Instructions
a: According to the biographical passage, in what year did she join The Daily Telegraph as a columnist?
b: Repeat the stretch of the biographical passage from "Anne-Elisabeth Moutet is" through "ASharqNews, WION TV.".

Anne-Elisabeth Moutet is a French journalist, writer and columnist. She writes for The Daily Telegraph in London particularly on international affairs, and for UnHerd. She is a regular commentator on the BBC, SKY News, Times Radio, BFMTV, Deutsche Welle, RTS, Radio Canada, ASharqNews, WION TV.

== Career ==
Born in Paris, she began her career at VSD under the editorship of Maurice Siégel and Jean Gorini, as a reporter, then a correspondent in the United States (1979–1981). She then joined France Soir, before joining the Sunday Times as a correspondent in Paris in 1983. She was Paris bureau chief for the Sunday Telegraph (London) from 1986 to 1989. After a stint at ELLE (French and British editions), she joined The European, as Paris bureau chief for the newspaper until 1998.

She joined The Daily Telegraph in 2007 as a columnist.

In an investigation of a controversy started in 2000 and still disputed today, she wrote that the France 2 State broadcaster correspondent Charles Enderlin's coverage of the Israeli–Palestinian conflict, particularly the killing of Muhammad al-Durrah, was respected by many journalists but regularly criticized by pro-Israel groups.

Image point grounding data
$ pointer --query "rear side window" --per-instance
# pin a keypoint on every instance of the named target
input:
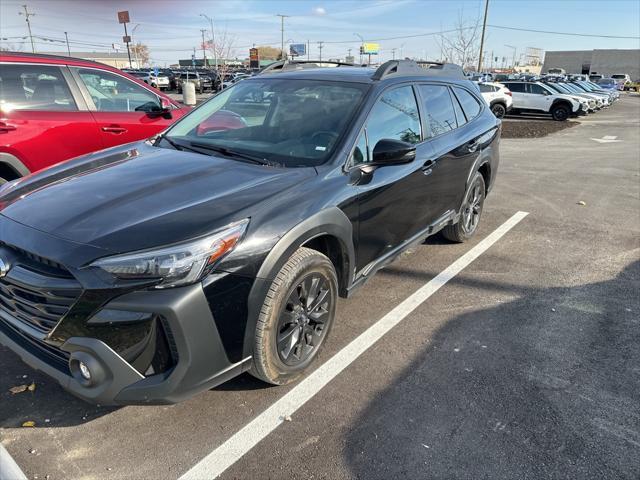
(515, 87)
(34, 87)
(113, 93)
(469, 103)
(439, 109)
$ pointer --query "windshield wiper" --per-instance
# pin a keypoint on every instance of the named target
(176, 145)
(233, 153)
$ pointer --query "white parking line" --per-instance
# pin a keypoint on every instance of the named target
(245, 439)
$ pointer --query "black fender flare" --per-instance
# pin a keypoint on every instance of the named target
(331, 221)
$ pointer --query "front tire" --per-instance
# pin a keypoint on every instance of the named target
(470, 212)
(560, 113)
(295, 318)
(498, 110)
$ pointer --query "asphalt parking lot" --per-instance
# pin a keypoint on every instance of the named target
(524, 365)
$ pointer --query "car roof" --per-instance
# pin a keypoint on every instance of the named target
(53, 59)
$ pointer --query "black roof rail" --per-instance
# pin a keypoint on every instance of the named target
(287, 65)
(411, 67)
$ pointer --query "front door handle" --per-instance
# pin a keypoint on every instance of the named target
(5, 127)
(116, 129)
(427, 167)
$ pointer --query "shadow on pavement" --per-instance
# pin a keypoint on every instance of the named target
(545, 386)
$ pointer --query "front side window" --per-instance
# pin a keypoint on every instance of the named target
(294, 123)
(113, 93)
(439, 109)
(34, 87)
(468, 102)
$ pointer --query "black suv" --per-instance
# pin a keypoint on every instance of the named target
(151, 271)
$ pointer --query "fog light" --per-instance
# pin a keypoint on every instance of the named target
(84, 371)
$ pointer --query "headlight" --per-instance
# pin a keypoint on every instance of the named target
(178, 264)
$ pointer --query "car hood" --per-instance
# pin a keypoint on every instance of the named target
(138, 196)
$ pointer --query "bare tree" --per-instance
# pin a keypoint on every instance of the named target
(223, 50)
(462, 45)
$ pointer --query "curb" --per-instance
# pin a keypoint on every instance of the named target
(9, 469)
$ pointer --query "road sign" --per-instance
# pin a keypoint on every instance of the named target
(370, 48)
(298, 49)
(123, 17)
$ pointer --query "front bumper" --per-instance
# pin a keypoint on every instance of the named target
(200, 364)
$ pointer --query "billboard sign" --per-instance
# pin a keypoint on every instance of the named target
(370, 48)
(254, 58)
(123, 17)
(298, 49)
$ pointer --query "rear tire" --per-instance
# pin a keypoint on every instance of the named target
(499, 110)
(470, 212)
(296, 318)
(560, 113)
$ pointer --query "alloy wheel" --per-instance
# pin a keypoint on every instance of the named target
(473, 208)
(303, 323)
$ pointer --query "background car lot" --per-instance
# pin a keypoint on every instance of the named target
(523, 366)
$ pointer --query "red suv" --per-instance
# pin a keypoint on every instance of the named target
(55, 108)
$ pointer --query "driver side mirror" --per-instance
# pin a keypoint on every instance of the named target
(393, 152)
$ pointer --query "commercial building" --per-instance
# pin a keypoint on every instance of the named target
(605, 62)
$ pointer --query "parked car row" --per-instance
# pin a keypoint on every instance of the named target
(56, 108)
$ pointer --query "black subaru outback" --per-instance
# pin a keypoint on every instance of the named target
(151, 271)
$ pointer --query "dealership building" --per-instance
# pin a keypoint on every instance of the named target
(605, 62)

Responses for each task
a: 2007

b:
Anne-Elisabeth Moutet is a French journalist, writer and columnist. She writes for The Daily Telegraph in London particularly on international affairs, and for UnHerd. She is a regular commentator on the BBC, SKY News, Times Radio, BFMTV, Deutsche Welle, RTS, Radio Canada, ASharqNews, WION TV.